**Exercise details**
Gather each line of the items below that contains the string "toilet", and copy those lines in their original order without changing them.

/---

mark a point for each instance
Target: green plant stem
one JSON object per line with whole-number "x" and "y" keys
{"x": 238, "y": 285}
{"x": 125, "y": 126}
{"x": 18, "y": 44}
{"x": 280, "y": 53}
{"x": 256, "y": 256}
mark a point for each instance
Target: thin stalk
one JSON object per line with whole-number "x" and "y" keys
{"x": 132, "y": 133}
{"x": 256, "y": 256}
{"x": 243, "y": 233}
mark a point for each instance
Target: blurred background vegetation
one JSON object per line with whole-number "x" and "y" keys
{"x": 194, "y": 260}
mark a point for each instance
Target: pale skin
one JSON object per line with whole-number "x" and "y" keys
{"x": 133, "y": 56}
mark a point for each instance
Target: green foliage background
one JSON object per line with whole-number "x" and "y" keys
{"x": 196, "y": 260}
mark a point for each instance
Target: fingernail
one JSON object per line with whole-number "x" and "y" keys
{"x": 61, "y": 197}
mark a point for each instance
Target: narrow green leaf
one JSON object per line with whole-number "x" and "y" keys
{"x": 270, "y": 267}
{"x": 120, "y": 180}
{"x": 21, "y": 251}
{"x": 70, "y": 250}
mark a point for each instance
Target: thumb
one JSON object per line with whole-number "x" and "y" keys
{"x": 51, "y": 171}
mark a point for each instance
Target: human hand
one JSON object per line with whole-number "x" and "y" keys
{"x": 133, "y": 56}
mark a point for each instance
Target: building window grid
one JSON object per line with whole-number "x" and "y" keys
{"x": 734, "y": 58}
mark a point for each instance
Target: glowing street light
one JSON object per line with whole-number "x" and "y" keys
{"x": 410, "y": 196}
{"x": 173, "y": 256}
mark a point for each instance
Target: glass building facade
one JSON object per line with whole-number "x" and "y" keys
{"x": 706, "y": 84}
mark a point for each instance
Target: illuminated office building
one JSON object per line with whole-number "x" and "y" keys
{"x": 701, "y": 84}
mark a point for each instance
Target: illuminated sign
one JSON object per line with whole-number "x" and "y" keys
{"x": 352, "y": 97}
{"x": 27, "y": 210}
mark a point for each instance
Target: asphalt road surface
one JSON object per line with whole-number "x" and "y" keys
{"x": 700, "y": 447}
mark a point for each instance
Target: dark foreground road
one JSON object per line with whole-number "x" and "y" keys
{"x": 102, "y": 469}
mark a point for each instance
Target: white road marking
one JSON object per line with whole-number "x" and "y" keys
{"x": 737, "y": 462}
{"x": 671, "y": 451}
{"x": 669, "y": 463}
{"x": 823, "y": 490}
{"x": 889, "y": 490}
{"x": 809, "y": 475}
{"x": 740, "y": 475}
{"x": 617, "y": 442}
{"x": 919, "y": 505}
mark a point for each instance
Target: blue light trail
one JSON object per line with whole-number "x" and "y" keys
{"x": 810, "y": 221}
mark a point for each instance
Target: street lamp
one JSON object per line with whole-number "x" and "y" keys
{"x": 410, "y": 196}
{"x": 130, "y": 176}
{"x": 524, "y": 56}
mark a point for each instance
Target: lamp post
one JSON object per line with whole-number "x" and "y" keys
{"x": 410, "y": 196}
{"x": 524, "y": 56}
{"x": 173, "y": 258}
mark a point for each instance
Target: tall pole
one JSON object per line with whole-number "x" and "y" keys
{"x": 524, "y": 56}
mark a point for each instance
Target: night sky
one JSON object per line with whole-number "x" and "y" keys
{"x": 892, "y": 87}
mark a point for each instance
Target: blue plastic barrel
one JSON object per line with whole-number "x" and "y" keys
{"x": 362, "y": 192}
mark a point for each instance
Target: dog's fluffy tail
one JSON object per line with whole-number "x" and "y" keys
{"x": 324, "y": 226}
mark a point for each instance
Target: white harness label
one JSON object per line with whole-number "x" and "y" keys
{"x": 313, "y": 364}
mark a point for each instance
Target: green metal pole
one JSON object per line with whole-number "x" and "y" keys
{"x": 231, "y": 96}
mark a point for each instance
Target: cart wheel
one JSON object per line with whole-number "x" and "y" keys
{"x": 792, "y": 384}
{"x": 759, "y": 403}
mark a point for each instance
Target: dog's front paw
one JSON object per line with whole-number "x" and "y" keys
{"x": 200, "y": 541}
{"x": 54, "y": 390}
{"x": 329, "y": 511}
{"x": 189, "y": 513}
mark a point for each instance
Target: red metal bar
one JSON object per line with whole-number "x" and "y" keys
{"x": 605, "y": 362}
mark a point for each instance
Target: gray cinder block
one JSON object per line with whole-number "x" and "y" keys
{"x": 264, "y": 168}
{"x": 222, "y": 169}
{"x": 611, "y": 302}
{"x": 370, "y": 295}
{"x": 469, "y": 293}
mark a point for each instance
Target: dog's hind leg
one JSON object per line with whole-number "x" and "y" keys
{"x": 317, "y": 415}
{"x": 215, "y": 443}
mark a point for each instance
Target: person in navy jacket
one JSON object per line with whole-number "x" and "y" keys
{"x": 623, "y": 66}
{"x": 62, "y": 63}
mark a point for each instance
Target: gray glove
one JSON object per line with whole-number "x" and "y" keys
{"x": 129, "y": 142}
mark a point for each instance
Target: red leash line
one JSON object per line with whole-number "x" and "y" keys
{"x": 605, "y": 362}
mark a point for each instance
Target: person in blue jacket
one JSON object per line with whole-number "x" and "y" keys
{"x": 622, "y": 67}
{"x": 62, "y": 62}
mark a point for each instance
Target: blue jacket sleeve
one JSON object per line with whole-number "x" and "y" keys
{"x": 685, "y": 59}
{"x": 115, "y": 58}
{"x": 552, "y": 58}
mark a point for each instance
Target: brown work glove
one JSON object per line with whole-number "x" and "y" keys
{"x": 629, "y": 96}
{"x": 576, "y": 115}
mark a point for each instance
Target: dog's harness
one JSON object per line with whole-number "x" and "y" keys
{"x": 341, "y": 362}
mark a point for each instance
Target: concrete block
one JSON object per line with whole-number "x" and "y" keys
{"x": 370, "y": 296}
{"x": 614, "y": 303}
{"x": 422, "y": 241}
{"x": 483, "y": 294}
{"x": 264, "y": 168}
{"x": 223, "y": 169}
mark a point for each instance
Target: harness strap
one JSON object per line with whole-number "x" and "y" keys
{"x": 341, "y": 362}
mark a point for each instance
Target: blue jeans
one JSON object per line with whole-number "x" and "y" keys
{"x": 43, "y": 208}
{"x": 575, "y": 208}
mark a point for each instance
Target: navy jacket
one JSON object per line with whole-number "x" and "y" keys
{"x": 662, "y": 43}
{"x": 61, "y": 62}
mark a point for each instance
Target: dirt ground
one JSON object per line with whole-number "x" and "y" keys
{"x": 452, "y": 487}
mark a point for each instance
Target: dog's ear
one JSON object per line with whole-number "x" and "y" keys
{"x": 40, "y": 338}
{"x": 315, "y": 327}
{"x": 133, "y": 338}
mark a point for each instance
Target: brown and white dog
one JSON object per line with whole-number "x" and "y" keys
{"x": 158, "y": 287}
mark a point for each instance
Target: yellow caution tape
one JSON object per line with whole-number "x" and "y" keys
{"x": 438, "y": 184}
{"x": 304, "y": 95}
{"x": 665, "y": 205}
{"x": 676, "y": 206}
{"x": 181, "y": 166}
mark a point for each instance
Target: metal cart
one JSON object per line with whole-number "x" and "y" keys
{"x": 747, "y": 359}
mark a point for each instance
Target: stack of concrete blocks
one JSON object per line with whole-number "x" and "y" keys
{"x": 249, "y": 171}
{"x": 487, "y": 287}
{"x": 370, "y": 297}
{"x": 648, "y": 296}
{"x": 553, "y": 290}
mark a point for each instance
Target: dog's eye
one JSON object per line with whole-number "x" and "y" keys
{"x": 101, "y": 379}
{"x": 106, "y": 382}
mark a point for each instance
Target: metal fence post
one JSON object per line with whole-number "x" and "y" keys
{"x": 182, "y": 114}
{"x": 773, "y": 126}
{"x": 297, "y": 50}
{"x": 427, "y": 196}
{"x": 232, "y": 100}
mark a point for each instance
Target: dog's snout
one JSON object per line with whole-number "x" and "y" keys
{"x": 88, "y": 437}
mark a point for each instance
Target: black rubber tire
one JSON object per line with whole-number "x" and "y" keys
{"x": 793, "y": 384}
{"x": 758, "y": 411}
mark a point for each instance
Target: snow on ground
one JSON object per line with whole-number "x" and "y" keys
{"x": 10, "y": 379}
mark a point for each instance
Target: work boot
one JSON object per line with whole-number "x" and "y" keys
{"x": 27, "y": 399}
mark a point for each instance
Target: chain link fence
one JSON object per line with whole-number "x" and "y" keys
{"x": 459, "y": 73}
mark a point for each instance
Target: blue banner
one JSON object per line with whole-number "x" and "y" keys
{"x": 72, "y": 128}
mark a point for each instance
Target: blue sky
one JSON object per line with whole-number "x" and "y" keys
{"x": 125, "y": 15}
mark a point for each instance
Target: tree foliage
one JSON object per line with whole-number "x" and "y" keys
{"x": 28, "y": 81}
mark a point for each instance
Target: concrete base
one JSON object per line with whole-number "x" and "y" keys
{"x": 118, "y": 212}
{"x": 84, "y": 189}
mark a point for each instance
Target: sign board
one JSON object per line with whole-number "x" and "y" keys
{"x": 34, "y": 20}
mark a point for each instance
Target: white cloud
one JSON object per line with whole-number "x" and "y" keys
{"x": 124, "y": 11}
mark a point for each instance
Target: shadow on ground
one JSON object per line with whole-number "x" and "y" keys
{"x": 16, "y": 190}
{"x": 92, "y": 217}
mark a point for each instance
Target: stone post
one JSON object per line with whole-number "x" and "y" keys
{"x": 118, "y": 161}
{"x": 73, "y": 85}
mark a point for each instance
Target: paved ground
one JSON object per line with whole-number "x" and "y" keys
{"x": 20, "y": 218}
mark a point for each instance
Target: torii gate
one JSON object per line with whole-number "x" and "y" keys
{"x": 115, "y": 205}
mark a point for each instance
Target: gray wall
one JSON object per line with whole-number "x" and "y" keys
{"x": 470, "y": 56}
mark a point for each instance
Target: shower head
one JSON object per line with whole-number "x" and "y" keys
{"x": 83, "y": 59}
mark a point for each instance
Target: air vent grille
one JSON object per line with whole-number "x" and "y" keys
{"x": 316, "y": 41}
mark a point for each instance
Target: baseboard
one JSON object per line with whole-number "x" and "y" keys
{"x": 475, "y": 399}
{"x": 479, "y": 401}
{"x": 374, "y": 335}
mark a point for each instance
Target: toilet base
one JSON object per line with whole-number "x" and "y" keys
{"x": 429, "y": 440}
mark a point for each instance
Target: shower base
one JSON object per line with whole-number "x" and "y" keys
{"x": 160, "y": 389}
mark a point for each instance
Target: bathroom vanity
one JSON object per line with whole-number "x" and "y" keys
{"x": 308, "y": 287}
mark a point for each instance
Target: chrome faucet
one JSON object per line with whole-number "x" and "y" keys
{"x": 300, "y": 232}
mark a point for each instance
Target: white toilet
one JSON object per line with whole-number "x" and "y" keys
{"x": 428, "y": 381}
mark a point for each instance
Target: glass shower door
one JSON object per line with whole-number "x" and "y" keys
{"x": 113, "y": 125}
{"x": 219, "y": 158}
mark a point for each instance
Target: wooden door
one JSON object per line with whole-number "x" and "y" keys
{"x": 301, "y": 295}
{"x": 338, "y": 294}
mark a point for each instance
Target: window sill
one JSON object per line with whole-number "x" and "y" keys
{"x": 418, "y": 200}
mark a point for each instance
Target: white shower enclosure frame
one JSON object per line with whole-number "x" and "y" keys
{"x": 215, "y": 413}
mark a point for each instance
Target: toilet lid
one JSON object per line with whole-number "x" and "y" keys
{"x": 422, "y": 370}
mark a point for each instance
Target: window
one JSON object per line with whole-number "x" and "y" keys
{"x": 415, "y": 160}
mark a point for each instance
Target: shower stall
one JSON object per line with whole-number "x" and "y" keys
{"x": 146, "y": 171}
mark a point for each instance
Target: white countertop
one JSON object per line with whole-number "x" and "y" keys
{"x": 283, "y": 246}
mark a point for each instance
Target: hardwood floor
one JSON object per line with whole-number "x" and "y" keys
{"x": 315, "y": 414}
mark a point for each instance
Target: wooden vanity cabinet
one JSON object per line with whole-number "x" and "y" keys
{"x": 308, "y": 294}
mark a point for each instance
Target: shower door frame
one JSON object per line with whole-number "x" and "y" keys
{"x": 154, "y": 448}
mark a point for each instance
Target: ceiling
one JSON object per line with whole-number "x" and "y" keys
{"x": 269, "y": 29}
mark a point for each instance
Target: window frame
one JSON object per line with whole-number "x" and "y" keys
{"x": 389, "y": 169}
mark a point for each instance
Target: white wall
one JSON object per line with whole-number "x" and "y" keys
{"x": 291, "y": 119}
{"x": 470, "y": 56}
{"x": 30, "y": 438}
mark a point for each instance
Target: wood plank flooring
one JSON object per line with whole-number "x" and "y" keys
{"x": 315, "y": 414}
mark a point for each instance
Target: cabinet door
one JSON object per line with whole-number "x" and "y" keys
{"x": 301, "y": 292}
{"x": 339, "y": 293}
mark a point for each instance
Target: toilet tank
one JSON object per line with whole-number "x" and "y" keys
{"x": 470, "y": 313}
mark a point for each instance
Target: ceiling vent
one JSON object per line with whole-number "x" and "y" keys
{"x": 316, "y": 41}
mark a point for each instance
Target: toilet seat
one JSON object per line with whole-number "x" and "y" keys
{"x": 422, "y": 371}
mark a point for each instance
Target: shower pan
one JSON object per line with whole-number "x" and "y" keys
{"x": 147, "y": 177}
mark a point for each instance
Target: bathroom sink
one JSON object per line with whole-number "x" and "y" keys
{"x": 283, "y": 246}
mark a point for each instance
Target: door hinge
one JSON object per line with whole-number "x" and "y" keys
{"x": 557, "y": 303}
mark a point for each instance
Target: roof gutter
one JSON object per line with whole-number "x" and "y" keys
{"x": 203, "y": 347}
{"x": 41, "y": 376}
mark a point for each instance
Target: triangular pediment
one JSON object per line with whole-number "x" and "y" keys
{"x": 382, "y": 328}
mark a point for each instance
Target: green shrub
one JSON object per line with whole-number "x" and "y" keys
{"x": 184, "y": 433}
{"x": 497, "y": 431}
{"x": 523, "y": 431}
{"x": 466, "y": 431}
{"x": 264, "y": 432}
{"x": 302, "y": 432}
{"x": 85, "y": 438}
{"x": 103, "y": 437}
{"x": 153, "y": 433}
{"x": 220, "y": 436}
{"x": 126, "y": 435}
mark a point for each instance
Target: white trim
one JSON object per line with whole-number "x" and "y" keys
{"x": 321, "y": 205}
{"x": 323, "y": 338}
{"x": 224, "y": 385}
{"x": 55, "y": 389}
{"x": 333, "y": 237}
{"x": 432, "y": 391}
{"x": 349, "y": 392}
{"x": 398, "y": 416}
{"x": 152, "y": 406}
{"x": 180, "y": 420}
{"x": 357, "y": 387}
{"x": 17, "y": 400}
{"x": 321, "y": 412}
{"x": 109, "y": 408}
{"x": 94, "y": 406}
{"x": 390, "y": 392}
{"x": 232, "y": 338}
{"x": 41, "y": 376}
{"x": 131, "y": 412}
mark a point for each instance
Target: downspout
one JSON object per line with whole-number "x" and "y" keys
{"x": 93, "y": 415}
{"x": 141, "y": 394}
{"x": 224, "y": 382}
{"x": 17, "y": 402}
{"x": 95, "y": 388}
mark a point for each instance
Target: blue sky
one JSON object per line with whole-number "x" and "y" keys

\---

**Exercise response**
Target: toilet base
Target: white toilet
Target: toilet lid
Target: toilet tank
Target: toilet seat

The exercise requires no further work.